■ RECORDS PROVIDED ■
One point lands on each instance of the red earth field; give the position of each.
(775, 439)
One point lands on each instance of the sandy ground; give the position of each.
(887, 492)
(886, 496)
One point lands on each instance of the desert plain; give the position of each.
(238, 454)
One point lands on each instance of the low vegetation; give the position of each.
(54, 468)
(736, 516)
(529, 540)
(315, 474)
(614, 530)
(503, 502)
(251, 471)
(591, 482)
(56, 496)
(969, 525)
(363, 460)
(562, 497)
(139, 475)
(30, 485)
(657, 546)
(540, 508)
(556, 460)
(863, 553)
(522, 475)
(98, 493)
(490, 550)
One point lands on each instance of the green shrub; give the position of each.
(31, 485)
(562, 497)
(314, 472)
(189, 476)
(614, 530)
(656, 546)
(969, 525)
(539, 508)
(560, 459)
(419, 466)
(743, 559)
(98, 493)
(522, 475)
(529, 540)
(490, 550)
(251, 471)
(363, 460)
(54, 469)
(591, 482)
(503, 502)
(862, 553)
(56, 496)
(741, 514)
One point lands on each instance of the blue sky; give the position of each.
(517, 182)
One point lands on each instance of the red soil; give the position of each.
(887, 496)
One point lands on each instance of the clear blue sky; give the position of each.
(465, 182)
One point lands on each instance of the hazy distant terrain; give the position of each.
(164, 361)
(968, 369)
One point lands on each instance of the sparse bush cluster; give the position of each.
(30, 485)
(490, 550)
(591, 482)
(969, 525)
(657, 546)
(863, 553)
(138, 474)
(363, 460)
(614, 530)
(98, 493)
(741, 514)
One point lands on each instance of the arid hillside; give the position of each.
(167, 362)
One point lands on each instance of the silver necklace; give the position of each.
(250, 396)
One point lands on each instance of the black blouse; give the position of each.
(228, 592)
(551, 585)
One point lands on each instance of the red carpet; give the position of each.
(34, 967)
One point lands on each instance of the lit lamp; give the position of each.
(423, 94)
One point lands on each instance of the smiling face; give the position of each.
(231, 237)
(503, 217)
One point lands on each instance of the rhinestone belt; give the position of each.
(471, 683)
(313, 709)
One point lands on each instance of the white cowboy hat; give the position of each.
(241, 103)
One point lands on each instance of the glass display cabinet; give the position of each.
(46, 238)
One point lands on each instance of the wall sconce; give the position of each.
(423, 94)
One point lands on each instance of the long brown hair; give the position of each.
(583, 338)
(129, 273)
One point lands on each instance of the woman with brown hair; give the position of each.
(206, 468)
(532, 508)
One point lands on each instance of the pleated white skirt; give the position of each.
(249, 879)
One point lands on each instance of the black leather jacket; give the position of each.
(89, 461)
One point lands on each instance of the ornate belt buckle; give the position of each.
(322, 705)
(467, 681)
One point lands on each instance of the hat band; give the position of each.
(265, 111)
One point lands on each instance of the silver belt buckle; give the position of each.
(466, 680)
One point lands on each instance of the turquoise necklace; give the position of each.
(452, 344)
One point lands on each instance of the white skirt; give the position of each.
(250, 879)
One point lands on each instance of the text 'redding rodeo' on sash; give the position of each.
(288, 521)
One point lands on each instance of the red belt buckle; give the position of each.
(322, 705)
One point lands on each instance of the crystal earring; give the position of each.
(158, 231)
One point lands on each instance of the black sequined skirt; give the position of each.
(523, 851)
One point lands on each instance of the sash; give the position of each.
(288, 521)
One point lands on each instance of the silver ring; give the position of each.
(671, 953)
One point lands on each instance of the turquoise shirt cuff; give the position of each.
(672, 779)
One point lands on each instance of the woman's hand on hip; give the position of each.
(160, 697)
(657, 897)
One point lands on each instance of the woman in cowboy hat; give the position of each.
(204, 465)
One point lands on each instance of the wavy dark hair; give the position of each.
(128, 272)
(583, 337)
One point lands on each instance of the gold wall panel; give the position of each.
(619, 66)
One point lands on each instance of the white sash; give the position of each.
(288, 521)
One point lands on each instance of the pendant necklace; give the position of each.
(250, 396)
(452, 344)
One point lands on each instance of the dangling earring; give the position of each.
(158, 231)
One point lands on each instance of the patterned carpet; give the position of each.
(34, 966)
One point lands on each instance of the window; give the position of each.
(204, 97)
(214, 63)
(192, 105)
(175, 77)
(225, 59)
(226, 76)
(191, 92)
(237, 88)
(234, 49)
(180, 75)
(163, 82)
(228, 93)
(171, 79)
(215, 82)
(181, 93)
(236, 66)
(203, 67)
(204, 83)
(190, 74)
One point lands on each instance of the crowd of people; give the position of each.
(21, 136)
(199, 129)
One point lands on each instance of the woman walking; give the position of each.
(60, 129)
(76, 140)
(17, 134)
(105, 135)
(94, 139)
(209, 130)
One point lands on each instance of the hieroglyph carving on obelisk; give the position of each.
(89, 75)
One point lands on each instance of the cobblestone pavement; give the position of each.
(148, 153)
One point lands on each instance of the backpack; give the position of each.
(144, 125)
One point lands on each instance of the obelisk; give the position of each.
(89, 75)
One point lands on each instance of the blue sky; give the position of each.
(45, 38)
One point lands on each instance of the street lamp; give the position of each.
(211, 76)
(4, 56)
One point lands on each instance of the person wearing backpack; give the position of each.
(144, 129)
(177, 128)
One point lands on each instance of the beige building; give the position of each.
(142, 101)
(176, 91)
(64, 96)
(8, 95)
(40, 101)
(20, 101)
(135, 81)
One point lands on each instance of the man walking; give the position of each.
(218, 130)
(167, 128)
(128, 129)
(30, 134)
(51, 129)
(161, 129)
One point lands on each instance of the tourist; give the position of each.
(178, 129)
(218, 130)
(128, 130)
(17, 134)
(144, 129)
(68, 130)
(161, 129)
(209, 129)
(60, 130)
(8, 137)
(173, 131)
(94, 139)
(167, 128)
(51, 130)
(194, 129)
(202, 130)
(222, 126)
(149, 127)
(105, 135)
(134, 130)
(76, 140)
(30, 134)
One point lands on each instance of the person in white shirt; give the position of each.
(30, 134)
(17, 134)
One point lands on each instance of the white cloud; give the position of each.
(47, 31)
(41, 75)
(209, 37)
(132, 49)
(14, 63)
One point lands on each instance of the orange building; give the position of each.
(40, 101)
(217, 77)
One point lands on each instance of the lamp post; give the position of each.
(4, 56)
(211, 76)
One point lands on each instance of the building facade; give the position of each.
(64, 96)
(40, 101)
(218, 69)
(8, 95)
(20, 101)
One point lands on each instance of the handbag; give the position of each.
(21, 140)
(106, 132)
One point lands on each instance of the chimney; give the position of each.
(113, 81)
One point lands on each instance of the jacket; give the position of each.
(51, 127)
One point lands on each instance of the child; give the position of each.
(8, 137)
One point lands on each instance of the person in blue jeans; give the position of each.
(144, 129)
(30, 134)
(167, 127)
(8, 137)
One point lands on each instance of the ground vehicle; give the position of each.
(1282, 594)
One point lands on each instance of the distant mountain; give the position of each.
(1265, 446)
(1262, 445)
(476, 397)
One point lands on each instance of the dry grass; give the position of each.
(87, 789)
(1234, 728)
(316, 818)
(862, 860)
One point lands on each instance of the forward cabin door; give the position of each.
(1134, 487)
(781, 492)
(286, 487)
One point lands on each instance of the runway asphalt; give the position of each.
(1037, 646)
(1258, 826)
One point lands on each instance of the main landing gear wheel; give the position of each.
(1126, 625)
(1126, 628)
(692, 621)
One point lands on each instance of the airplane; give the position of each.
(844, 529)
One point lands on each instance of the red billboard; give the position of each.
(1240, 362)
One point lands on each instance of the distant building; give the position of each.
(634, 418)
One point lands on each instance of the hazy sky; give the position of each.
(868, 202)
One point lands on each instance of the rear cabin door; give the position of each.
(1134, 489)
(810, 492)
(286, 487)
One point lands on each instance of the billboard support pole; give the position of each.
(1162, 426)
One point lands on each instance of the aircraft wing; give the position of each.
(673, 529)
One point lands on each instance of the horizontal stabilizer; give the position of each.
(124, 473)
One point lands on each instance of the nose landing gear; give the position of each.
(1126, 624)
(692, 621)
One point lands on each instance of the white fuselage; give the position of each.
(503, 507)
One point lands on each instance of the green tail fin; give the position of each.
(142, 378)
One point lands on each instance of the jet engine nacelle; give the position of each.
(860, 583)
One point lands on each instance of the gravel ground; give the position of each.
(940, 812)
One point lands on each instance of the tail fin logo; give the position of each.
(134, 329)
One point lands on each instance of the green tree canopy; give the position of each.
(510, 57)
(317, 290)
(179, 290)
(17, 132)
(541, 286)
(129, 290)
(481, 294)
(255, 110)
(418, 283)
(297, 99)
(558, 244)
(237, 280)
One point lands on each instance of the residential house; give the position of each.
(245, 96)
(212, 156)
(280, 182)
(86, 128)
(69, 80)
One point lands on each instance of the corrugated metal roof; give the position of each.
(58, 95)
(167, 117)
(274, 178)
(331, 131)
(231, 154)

■ WRITTEN TASK ■
Reproduce only the lines running from the one that contains "One point lands on each instance of the horizontal" to the last line of the records.

■ RESULT FOR THIS EXERCISE ■
One point lands on each instance of the horizontal stabilizer; give the position of each.
(124, 473)
One point lands on each instance of the nose landing gear; give the position of each.
(1126, 624)
(692, 621)
One point lands on each instance of the white fuselage; give the position of each.
(503, 507)
One point lands on each instance of the green tail fin; give the position of each.
(142, 378)
One point lands on each instance of the jet engine nacelle; give the position of each.
(860, 583)
One point lands on each instance of the gravel ground; give the position of each.
(940, 812)
One point lands on each instance of the tail fin logo; give the position of each.
(134, 329)
One point lands on each instance of the green tree canopy; give the position of each.
(510, 57)
(317, 290)
(179, 290)
(17, 132)
(541, 286)
(129, 290)
(481, 294)
(255, 110)
(418, 283)
(297, 99)
(558, 244)
(237, 280)
One point lands on each instance of the residential house; give the position of each.
(245, 96)
(212, 156)
(280, 182)
(86, 128)
(69, 80)
One point lands on each instance of the corrugated metal roof; give the position of each.
(58, 95)
(167, 117)
(274, 178)
(331, 131)
(231, 154)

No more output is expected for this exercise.